- _PROBLEM STATEMENT_
Please count the lines in the data below that contain the string "spoke" with matching case, and give only the number.

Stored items
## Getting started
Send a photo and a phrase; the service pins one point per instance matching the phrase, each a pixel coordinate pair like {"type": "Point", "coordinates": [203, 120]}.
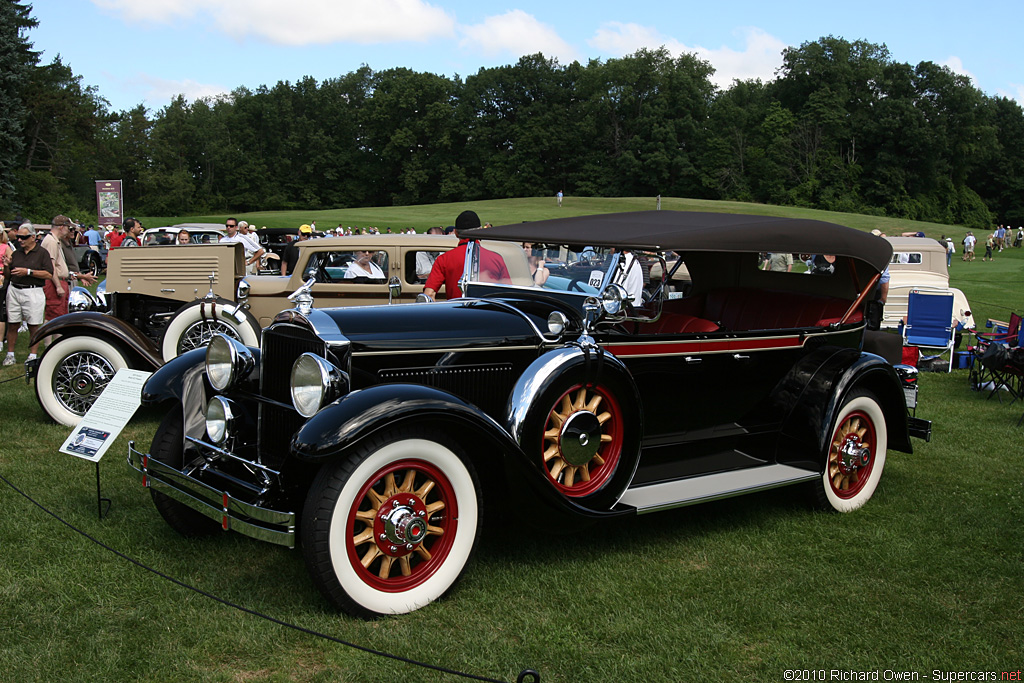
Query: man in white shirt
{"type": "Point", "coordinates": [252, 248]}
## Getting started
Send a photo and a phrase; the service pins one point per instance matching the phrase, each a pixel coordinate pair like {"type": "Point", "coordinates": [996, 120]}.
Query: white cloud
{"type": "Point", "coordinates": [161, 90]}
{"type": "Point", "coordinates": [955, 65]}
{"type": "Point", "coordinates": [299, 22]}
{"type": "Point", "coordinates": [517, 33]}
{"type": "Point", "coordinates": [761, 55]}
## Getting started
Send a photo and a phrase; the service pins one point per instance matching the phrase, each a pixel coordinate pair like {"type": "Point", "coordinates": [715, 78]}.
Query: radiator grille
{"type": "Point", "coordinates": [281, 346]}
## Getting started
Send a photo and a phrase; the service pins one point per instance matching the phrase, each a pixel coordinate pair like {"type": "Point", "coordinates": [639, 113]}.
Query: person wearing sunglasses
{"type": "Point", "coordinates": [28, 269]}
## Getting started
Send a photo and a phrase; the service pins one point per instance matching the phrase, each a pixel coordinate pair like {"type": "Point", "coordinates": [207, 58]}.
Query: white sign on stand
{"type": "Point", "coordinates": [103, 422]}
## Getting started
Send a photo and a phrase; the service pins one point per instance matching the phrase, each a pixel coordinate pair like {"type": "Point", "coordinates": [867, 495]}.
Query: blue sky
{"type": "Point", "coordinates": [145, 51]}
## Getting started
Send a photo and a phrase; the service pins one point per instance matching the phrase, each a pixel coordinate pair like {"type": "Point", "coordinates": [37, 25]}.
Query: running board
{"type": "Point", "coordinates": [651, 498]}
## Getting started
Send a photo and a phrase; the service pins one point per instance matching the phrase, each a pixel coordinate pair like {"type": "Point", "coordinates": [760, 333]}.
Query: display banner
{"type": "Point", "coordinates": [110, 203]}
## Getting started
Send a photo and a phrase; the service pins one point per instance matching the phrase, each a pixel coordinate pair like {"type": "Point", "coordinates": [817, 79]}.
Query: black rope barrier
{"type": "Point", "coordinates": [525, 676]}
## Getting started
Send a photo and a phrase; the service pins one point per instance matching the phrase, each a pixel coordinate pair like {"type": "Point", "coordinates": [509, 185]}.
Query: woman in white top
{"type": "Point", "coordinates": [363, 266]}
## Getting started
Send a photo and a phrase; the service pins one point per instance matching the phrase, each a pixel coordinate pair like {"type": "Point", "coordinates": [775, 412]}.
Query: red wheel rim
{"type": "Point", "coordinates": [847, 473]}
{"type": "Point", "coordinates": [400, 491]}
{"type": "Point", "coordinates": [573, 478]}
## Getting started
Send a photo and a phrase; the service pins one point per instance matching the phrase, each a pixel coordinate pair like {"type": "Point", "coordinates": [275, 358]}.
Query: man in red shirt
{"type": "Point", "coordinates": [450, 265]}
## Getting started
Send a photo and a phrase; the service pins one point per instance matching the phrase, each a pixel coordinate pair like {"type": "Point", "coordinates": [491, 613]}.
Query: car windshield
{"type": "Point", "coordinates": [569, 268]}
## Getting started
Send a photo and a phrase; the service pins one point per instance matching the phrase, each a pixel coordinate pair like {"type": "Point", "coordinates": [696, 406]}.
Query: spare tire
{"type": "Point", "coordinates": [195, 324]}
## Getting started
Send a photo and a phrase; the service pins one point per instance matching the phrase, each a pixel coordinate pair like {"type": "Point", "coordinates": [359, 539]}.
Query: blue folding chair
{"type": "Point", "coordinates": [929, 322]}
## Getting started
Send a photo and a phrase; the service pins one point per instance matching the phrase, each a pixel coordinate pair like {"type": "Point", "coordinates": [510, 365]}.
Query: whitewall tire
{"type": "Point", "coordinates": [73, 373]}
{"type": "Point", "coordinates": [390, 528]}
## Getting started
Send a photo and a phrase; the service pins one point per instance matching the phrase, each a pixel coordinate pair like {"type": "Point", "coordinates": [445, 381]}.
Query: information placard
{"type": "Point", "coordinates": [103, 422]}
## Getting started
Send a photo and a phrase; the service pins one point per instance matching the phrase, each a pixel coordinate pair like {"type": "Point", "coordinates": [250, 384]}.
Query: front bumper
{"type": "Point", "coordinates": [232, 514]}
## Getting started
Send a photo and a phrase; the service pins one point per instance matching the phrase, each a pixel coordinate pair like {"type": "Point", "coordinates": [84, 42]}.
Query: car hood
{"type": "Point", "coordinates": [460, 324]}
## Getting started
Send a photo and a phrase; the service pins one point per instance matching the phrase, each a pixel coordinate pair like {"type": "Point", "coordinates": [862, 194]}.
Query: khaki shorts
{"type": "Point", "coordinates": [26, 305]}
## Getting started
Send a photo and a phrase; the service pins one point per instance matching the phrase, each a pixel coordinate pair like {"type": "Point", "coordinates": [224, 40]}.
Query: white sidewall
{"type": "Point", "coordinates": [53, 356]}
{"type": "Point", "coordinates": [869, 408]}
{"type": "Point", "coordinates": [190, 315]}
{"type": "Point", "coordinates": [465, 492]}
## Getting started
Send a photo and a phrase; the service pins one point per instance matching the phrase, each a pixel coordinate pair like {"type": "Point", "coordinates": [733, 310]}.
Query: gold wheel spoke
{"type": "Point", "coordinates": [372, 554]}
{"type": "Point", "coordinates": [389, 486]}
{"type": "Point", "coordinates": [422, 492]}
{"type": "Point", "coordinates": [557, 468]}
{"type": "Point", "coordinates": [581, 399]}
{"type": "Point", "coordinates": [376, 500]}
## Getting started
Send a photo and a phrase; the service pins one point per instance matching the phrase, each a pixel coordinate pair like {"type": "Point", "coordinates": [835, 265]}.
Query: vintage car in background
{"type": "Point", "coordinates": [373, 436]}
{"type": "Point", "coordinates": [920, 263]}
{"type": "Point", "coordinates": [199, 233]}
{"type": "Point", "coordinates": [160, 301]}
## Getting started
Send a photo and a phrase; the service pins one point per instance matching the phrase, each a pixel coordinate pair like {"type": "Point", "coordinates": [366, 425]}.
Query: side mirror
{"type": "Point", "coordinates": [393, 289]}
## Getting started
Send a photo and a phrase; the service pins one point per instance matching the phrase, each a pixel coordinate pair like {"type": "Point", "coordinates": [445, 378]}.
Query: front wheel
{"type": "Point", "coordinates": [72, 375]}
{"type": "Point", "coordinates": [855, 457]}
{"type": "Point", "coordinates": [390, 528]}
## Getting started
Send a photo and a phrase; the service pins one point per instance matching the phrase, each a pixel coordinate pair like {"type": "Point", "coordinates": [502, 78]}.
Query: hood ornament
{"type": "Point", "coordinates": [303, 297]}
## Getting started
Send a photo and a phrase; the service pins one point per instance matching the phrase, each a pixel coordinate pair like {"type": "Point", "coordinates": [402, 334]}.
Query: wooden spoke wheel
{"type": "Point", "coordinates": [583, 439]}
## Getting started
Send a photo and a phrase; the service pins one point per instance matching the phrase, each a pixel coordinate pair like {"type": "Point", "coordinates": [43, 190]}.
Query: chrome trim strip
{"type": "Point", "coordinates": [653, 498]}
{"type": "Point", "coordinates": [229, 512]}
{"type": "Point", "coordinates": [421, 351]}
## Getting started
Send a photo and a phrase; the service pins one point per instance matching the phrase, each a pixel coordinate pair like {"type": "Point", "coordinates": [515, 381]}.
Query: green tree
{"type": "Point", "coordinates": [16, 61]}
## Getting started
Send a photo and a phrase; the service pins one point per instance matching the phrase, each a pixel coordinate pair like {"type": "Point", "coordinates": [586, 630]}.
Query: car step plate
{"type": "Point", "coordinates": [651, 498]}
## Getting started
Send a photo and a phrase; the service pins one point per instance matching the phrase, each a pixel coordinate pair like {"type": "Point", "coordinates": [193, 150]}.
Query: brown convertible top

- _REPLY_
2